- _Work required_
Return every line in the listing below that contains the string "navy". Uppercase and lowercase letters count as different.

- _Supplied material_

^^^^

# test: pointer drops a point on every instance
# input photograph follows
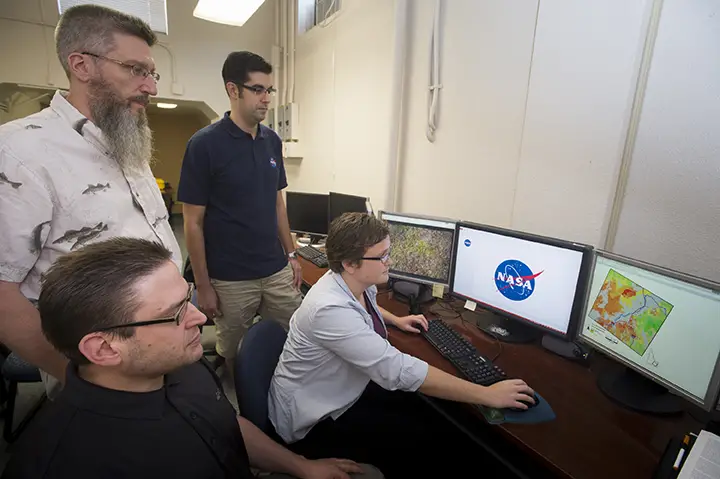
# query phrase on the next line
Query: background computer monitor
(339, 203)
(421, 247)
(307, 213)
(662, 325)
(533, 280)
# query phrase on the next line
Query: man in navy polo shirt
(236, 226)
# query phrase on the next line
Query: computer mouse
(527, 403)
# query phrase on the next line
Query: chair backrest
(254, 367)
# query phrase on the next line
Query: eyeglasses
(176, 318)
(260, 90)
(135, 70)
(383, 259)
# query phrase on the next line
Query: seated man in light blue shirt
(340, 384)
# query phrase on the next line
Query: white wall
(531, 123)
(199, 47)
(582, 82)
(343, 93)
(469, 172)
(671, 210)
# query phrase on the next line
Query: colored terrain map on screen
(629, 312)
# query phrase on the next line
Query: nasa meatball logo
(515, 280)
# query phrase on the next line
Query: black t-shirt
(187, 429)
(237, 179)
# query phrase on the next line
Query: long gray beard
(128, 135)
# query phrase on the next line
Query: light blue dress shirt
(331, 354)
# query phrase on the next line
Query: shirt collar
(75, 119)
(109, 402)
(235, 130)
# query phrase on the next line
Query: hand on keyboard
(508, 394)
(415, 323)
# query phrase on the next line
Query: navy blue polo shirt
(237, 179)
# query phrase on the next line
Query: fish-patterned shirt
(59, 190)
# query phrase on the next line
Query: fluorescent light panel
(229, 12)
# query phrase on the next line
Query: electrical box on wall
(270, 119)
(291, 122)
(280, 121)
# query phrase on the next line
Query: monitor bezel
(423, 279)
(313, 233)
(366, 200)
(580, 289)
(707, 403)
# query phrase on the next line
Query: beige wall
(532, 114)
(171, 132)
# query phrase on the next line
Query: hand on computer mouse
(415, 323)
(509, 394)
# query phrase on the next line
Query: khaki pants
(239, 301)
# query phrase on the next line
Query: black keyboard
(463, 355)
(311, 254)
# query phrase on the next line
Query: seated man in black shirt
(139, 401)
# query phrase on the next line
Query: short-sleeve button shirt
(59, 190)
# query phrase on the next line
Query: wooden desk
(591, 438)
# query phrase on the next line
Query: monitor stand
(506, 330)
(414, 294)
(635, 391)
(564, 348)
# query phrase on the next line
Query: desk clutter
(652, 330)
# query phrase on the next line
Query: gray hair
(90, 28)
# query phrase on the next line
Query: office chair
(15, 370)
(254, 367)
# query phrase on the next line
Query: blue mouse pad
(540, 413)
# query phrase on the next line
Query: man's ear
(350, 266)
(100, 349)
(81, 66)
(232, 90)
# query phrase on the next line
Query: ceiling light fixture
(229, 12)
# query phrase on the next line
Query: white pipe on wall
(396, 91)
(635, 113)
(435, 84)
(283, 50)
(292, 24)
(275, 60)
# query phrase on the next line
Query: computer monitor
(663, 326)
(533, 283)
(421, 247)
(307, 213)
(339, 203)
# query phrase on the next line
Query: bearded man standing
(78, 171)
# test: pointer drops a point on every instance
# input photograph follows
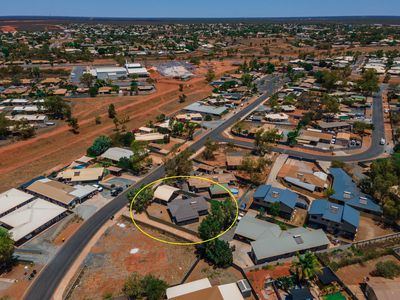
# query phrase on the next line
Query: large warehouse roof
(13, 198)
(30, 217)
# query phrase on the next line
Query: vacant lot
(354, 275)
(370, 229)
(123, 250)
(52, 150)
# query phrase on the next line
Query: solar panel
(298, 239)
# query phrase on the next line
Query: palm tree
(307, 266)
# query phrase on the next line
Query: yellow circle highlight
(179, 243)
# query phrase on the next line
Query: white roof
(230, 291)
(82, 191)
(149, 137)
(12, 198)
(164, 192)
(187, 288)
(133, 65)
(30, 217)
(110, 69)
(116, 153)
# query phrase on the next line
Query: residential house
(266, 195)
(269, 243)
(185, 211)
(347, 192)
(334, 218)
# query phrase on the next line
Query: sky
(200, 8)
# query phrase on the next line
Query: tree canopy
(99, 146)
(6, 246)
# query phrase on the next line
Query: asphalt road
(373, 151)
(49, 278)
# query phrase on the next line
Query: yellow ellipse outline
(178, 243)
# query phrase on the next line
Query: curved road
(50, 277)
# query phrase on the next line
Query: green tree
(209, 148)
(111, 111)
(57, 106)
(6, 247)
(143, 200)
(210, 75)
(274, 209)
(387, 269)
(179, 165)
(100, 145)
(218, 253)
(307, 266)
(73, 123)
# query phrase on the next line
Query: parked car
(98, 187)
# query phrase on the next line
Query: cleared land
(52, 150)
(123, 250)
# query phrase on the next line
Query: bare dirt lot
(15, 283)
(354, 275)
(123, 250)
(370, 229)
(50, 151)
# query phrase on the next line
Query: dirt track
(49, 151)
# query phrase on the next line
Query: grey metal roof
(270, 241)
(187, 209)
(207, 109)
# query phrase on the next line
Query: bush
(387, 269)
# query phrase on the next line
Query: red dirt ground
(52, 150)
(110, 261)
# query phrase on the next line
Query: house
(304, 175)
(200, 108)
(313, 138)
(165, 193)
(109, 73)
(333, 126)
(334, 218)
(136, 69)
(202, 289)
(234, 160)
(115, 154)
(60, 193)
(300, 294)
(216, 191)
(13, 199)
(31, 218)
(343, 139)
(266, 195)
(82, 175)
(186, 211)
(347, 192)
(269, 243)
(277, 118)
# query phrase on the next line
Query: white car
(99, 188)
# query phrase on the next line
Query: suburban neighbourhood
(200, 159)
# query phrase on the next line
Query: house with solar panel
(334, 218)
(269, 242)
(266, 195)
(347, 193)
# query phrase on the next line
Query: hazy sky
(200, 8)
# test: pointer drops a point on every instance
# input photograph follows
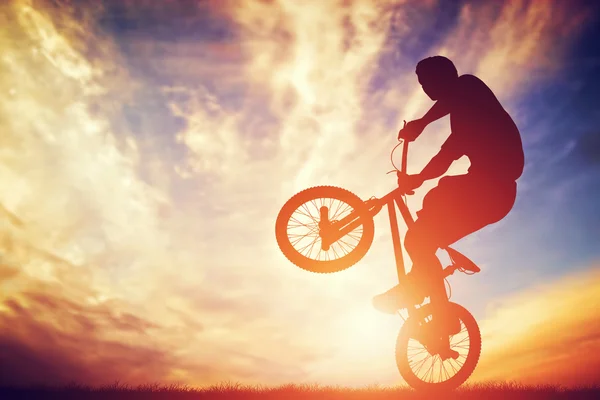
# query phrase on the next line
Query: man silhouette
(461, 204)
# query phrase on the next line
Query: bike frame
(337, 229)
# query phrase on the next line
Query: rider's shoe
(396, 299)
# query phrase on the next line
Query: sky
(147, 147)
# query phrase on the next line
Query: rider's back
(485, 132)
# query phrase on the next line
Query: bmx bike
(327, 229)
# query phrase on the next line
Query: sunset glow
(146, 150)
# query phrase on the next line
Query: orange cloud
(550, 334)
(99, 283)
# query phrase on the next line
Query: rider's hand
(408, 183)
(411, 130)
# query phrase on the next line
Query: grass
(491, 391)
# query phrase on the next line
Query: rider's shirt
(483, 131)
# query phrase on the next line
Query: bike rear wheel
(297, 229)
(426, 372)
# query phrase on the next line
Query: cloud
(548, 334)
(145, 156)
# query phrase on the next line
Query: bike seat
(461, 261)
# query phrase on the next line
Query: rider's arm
(440, 163)
(437, 111)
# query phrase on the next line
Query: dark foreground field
(309, 392)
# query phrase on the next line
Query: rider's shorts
(463, 204)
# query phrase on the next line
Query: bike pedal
(449, 353)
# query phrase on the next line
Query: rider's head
(437, 75)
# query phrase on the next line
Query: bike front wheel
(298, 233)
(425, 370)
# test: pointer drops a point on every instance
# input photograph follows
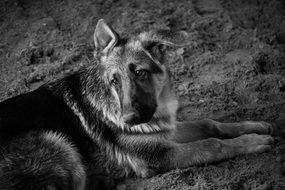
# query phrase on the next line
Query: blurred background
(233, 70)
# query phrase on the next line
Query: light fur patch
(107, 113)
(74, 107)
(127, 161)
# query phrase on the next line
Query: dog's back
(34, 153)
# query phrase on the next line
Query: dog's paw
(253, 143)
(259, 127)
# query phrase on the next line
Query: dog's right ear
(105, 38)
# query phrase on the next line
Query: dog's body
(114, 118)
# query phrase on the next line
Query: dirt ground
(233, 70)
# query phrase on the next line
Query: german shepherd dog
(114, 118)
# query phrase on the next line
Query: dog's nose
(131, 118)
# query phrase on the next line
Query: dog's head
(135, 76)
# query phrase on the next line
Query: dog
(112, 119)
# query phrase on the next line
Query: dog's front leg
(212, 150)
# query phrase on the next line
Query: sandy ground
(233, 70)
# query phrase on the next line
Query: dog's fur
(112, 119)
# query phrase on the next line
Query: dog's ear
(105, 38)
(154, 41)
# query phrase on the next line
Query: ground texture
(233, 70)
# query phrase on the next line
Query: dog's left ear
(153, 41)
(105, 38)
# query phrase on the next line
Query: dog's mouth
(134, 118)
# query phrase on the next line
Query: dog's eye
(114, 81)
(140, 73)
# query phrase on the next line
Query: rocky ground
(233, 70)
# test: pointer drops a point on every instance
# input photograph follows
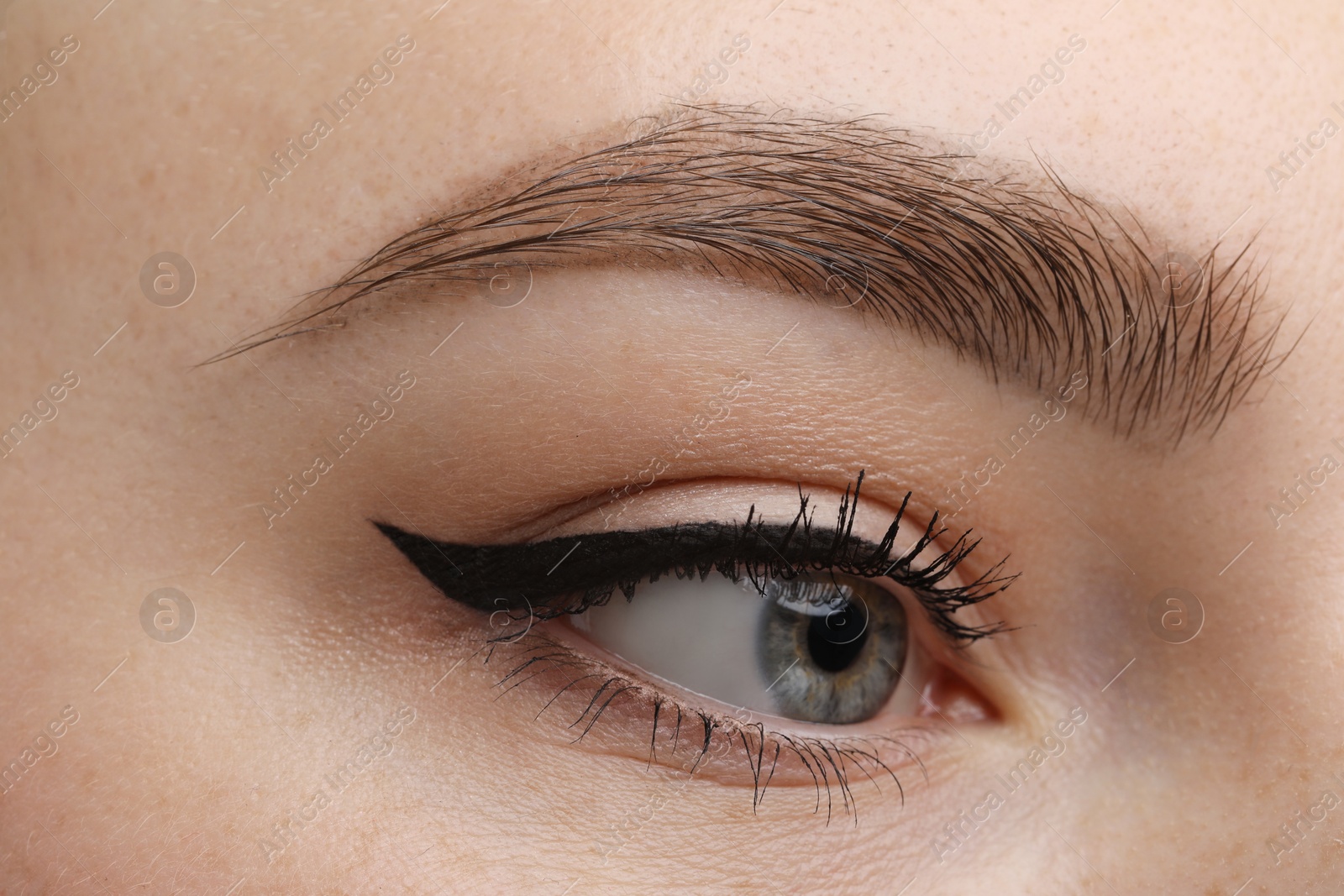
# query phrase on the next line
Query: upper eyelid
(1032, 280)
(477, 575)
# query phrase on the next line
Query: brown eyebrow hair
(1021, 273)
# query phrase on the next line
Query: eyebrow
(1011, 269)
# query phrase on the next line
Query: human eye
(808, 647)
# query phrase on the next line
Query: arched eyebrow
(1014, 270)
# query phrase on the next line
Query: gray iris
(832, 647)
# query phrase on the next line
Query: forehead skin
(151, 140)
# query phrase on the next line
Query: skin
(316, 631)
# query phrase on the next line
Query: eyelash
(480, 575)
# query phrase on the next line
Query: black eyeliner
(570, 574)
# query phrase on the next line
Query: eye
(819, 647)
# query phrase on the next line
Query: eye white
(705, 637)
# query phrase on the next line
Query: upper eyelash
(561, 577)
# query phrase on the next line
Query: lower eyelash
(830, 761)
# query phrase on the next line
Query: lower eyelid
(600, 707)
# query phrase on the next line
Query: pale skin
(315, 633)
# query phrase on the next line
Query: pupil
(837, 638)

^^^^

- _Output for this exercise_
Query: man in navy polo shirt
Query: navy blue polo shirt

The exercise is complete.